> **Required work**
Reproduce the material from its first line through the line containing "674;106;692;119", both included, adding 143 to every box coordinate and leaving all other text as it stands.

> **Data supplied**

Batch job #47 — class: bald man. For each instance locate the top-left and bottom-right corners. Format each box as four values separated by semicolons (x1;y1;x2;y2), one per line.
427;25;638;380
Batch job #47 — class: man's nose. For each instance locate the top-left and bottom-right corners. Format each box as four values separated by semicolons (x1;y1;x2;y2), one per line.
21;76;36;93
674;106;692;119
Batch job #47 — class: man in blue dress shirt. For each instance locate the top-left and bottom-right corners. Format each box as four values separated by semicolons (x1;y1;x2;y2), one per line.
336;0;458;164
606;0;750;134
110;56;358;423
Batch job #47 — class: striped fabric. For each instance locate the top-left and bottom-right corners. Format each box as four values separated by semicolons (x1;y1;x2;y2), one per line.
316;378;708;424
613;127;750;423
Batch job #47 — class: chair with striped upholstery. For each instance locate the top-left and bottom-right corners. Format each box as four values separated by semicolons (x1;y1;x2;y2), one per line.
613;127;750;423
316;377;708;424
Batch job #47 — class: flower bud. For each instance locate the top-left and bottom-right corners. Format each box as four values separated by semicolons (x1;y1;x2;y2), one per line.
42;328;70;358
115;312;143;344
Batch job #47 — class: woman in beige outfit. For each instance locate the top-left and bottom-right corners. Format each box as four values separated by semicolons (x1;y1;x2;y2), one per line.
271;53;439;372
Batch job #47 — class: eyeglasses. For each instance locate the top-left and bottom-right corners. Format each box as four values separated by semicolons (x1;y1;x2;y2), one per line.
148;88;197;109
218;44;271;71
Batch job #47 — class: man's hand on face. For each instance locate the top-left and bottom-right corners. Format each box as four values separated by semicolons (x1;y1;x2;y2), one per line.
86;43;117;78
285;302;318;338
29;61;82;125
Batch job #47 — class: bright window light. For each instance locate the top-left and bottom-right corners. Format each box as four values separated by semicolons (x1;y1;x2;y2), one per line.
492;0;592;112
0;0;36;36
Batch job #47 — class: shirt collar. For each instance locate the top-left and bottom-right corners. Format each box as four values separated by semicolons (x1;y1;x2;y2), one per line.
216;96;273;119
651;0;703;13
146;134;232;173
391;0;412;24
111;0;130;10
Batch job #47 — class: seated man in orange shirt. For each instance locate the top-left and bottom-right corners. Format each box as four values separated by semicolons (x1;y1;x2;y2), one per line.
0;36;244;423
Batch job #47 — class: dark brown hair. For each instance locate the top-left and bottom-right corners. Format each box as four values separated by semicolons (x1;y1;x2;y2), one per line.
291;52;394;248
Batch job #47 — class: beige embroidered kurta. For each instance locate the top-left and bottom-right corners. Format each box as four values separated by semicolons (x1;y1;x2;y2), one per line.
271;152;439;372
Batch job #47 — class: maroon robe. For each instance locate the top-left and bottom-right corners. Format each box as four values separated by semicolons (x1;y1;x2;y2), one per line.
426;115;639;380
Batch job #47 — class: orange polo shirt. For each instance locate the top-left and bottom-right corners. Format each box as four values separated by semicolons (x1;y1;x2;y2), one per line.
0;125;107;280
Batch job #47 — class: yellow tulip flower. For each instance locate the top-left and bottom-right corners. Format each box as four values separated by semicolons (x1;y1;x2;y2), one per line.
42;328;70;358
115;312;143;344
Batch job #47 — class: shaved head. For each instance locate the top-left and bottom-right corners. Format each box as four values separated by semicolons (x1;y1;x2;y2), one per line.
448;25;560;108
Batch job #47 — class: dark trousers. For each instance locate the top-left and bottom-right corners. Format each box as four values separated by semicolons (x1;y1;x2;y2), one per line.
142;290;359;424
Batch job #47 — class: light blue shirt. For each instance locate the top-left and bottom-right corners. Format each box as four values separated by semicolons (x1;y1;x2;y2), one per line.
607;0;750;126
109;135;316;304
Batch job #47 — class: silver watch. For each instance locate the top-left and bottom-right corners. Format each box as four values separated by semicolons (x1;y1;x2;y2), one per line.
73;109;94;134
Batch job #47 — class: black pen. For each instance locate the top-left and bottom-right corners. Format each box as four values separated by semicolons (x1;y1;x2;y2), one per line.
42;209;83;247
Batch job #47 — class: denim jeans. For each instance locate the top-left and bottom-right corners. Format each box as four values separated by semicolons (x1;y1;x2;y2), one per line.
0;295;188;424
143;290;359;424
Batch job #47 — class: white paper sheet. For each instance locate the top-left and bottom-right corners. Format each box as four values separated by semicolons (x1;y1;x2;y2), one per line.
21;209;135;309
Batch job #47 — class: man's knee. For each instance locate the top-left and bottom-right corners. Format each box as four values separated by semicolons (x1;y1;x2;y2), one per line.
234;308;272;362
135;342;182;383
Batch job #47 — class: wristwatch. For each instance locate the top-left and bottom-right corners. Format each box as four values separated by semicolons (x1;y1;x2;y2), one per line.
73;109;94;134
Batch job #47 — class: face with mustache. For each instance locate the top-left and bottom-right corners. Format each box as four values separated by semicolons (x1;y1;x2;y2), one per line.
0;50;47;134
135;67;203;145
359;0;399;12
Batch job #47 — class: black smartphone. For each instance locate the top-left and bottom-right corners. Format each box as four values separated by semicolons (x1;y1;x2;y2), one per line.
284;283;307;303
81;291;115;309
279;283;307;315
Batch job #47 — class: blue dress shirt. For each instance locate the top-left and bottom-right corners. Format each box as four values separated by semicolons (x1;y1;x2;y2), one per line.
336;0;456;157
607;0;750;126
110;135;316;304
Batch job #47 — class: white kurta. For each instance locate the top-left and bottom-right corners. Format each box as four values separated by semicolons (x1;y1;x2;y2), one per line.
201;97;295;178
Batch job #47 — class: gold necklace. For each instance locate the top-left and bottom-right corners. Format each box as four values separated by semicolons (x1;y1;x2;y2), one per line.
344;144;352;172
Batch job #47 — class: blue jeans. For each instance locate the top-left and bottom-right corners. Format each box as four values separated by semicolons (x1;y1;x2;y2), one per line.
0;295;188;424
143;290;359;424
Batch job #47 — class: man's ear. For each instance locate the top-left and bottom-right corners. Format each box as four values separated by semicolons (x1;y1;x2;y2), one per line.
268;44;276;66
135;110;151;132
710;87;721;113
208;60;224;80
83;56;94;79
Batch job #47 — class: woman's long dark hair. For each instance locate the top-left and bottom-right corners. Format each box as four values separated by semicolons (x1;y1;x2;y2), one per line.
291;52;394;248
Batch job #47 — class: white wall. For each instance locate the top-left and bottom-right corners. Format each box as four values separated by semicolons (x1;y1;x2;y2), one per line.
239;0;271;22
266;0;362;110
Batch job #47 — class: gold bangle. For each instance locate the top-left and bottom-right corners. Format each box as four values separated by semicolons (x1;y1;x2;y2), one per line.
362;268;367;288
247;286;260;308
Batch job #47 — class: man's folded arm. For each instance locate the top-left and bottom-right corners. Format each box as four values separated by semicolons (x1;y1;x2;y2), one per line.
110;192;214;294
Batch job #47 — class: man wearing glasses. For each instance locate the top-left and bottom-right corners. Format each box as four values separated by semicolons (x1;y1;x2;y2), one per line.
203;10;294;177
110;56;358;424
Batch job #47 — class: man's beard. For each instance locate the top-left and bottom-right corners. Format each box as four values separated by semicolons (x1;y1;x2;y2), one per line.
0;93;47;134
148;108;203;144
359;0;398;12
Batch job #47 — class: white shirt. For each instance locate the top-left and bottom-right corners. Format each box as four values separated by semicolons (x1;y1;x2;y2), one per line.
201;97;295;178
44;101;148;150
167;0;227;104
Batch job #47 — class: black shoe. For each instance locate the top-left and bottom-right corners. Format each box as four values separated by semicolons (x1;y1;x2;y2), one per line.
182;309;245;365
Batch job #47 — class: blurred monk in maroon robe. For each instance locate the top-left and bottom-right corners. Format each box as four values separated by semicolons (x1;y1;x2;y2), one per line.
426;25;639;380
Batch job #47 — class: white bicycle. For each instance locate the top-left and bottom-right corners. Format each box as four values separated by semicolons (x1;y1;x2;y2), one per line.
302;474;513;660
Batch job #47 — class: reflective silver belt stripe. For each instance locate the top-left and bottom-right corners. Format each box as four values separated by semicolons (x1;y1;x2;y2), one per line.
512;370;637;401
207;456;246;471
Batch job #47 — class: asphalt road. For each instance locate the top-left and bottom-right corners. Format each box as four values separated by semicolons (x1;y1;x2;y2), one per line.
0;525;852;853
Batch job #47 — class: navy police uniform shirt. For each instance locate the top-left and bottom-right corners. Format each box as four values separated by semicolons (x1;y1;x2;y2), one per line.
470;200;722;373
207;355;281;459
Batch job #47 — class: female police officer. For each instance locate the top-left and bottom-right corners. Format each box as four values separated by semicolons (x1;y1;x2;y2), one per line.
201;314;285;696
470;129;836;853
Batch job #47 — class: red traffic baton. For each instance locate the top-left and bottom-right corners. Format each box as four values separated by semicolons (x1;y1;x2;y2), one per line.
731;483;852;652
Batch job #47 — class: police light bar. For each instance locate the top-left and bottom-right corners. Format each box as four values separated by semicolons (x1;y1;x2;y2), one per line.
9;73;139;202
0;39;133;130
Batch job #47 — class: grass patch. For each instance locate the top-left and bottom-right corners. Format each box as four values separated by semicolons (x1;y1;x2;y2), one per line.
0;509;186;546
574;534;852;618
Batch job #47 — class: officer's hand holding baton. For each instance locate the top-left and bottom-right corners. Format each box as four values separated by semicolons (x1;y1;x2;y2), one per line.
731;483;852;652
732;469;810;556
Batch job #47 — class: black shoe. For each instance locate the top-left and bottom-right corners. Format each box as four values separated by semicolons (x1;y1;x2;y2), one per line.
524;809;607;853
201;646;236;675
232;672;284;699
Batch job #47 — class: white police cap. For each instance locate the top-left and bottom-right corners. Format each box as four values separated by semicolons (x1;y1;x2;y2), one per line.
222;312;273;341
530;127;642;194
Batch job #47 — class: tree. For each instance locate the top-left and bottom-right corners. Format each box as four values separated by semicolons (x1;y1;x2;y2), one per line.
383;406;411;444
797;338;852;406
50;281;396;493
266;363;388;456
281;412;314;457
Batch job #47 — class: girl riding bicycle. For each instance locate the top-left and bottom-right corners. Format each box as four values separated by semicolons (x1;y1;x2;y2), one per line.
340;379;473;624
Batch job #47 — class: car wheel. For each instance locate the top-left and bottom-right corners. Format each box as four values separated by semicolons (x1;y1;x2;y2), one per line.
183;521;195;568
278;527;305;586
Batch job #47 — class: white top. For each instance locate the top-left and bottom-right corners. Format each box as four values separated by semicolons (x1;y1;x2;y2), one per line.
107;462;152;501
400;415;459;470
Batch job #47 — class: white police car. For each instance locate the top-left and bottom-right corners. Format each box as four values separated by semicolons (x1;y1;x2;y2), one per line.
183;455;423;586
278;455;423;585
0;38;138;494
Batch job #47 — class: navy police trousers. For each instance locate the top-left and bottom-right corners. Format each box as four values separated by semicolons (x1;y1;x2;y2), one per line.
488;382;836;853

> **Task answer**
Batch job #47 — class: bald man. For each instance locate the top-left and bottom-right corners. Format each box as four values separated by semicolons (x1;y1;x2;y2), one per line.
570;168;781;523
Batch job #47 — class: man's nose. For each instance locate the top-left and bottom-right corners. Format each box as four values separated by semicolons (x1;y1;x2;y2), one per line.
164;219;179;236
817;249;835;262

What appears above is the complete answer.